| PROVIDED PASSAGE |

▼

# Thermal imaging



## HARRY304E (Sep 15, 2010)

Industrialsparky said:


> Hello was just wondering I any of you guys have any IR programs


Hello some of the guys here do that and may chime in if they see your thread.

Welcome aboard............:thumbup::thumbup:


----------



## Industrialsparky (Jul 10, 2012)

HARRY304E said:


> Hello some of the guys here do that and may chime in if they see your thread.
> 
> Welcome aboard............:thumbup::thumbup:


Thanks I just got a certification for it and love it I think it's a great program to prevent some down time in a lot of applications


----------



## Zog (Apr 15, 2009)

Industrialsparky said:


> Thanks I just got a certification for it and love it I think it's a great program to prevent some down time in a lot of applications


It is a great preditive tool, problem is, most of the yahoos out there doing it have not been properly training or are certified thermographers and have no idea what they are doing, so IR scans have had a bad rap for the last few years due to inaccurate reports.


----------



## Industrialsparky (Jul 10, 2012)

Zog said:


> It is a great preditive tool, problem is, most of the yahoos out there doing it have not been properly training or are certified thermographers and have no idea what they are doing, so IR scans have had a bad rap for the last few years due to inaccurate reports.


I totally agree with you its worth it's weight in gold of you ask me people would be dumb to not use it and get the training they need to properly use it!


----------



## Spark Master (Jul 3, 2012)

I disagree, because you must do the imaging during full load summer time peak usage. otherwise the results are somewhere meaningless.


----------



## MDShunk (Jan 7, 2007)

Spark Master said:


> I disagree, because you must do the imaging during full load summer time peak usage. otherwise the results are somewhere meaningless.


The flip side is that really hateful problems will often show under normal loads. At least you might catch a few, is my theory.


----------



## Industrialsparky (Jul 10, 2012)

I'll have to disagree about the summer time comment you can spot problems even if it isn't dead of summer all tho yes they have to be under a load


----------



## Spark Master (Jul 3, 2012)

I just changed a panel board with a burnt buss bar. thermal imaging only would have shown a problem with the A/C running. The A/C breaker melted to the buss bar.

But here is the question. After it melted, and cooled off, would it still run hot ????? Eventually there was no voltage to the A/C unit, or intermittent voltage. It lost a phase. But no voltage to the A/C unit, no current flowing to heat up the breaker again. So what would thermal imaging show you after the hot spot cools off???

And roof top units don't draw much current during heating season.


----------



## Industrialsparky (Jul 10, 2012)

You have a good point ! But I must say we use ours almost on a daily basis and it has done wonders but it can do everything just got done with my thermography classes and it's amazing what they can see


----------



## MDShunk (Jan 7, 2007)

Spark Master said:
 

> I just changed a panel board with a burnt buss bar. thermal imaging only would have shown a problem with the A/C running. The A/C breaker melted to the buss bar.
> 
> But here is the question. After it melted, and cooled off, would it still run hot ????? Eventually there was no voltage to the A/C unit, or intermittent voltage. It lost a phase. But no voltage to the A/C unit, no current flowing to heat up the breaker again. So what would thermal imaging show you after the hot spot cools off???
> 
> And roof top units don't draw much current during heating season.


It's just another tool in the toolbox. Doesn't have magical properties. There's no substitute for a thorough visual inspection.


----------



## Industrialsparky (Jul 10, 2012)

Couldn't have said it better my self !


----------

▲

| Collected data |
▼

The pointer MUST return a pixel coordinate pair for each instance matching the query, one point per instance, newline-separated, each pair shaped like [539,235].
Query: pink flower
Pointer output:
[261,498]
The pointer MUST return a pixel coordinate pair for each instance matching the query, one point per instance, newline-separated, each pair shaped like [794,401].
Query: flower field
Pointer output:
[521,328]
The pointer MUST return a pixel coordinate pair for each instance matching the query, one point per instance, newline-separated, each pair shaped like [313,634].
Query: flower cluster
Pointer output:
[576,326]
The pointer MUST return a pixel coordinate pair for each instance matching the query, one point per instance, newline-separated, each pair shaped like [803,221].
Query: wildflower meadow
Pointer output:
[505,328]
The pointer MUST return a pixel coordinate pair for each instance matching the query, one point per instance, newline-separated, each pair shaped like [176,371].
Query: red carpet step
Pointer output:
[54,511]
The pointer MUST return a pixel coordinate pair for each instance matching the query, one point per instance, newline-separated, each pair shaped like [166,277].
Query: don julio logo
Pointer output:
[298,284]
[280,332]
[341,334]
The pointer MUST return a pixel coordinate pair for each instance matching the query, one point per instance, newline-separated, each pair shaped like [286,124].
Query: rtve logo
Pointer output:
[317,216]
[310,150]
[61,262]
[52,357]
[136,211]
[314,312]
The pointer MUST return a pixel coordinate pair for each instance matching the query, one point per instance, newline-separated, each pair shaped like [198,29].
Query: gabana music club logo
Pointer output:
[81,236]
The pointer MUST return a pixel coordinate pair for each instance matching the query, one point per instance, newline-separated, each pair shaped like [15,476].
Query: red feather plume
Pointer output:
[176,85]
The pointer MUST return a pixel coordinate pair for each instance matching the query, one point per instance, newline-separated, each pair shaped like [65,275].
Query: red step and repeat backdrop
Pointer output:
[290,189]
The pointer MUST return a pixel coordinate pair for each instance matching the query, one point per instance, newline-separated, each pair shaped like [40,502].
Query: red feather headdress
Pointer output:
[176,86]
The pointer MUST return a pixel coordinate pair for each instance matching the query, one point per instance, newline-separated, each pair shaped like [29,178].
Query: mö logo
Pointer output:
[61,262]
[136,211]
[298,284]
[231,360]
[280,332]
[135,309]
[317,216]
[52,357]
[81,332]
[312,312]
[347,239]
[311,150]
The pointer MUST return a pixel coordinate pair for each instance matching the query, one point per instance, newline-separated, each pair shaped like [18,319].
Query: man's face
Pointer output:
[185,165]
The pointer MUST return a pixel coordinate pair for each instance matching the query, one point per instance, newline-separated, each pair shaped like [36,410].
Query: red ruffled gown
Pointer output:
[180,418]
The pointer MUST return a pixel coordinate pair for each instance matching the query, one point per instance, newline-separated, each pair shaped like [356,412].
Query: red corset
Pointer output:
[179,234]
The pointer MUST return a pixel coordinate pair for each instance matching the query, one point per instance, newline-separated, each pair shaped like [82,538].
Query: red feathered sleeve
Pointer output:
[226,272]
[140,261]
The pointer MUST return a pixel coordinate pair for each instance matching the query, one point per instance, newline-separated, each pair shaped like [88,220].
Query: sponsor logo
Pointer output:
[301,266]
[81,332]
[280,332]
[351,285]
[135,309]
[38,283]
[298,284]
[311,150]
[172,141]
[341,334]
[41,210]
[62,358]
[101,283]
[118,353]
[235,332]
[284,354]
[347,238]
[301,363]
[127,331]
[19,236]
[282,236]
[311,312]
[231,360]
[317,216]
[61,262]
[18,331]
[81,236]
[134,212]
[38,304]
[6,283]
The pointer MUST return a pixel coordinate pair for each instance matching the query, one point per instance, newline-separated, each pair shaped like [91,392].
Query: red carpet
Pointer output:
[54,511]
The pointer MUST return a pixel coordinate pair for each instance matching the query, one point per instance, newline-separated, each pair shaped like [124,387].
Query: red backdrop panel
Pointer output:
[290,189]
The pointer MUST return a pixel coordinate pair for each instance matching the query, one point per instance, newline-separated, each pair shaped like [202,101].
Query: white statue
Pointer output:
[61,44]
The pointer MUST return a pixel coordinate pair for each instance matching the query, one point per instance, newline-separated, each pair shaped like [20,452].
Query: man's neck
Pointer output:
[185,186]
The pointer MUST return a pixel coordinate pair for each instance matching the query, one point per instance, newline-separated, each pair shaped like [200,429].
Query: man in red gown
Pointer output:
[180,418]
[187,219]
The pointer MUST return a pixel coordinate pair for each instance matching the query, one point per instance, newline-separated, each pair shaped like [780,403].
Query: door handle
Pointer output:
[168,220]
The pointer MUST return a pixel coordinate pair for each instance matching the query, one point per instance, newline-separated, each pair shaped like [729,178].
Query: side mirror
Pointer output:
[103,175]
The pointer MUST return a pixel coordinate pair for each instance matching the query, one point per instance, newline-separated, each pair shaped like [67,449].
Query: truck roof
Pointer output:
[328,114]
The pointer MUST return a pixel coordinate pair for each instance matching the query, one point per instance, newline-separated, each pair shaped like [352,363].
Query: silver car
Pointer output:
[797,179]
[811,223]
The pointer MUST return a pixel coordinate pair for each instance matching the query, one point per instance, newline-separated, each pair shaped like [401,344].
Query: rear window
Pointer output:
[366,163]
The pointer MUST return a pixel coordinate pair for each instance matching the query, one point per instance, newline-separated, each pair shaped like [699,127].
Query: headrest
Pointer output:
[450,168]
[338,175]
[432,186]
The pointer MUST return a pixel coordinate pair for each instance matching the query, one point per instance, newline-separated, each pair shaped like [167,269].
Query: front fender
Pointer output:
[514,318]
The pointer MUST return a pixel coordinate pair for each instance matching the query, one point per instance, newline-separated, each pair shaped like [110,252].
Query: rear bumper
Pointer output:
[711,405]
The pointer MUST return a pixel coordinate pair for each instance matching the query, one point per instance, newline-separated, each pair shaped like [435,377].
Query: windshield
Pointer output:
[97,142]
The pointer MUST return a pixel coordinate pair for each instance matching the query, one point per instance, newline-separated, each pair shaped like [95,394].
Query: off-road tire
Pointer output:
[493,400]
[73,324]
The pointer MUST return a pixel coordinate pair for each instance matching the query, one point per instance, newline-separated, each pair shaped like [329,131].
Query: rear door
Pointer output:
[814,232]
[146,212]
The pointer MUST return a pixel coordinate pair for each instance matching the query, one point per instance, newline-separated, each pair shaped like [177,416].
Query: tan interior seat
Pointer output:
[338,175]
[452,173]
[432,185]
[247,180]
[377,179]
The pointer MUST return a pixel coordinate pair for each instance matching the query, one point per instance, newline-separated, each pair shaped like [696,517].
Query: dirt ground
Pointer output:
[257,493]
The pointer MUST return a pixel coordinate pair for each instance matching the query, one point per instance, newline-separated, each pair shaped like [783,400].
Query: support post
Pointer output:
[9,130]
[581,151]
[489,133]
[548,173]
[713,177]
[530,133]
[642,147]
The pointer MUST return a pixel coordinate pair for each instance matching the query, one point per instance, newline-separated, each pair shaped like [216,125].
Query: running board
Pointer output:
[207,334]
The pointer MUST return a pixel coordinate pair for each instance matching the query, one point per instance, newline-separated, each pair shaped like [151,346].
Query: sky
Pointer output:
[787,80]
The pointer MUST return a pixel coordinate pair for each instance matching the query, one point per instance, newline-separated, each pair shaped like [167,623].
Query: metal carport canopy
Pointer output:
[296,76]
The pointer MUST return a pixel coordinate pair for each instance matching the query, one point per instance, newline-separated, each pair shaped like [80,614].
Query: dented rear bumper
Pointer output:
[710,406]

▲

| STATED GOAL |
Please copy the part of the thermal imaging thread that runs from "I totally agree" up to and including "properly use it!", word for word. None of the items above are needed.

| WORKED ANSWER |
I totally agree with you its worth it's weight in gold of you ask me people would be dumb to not use it and get the training they need to properly use it!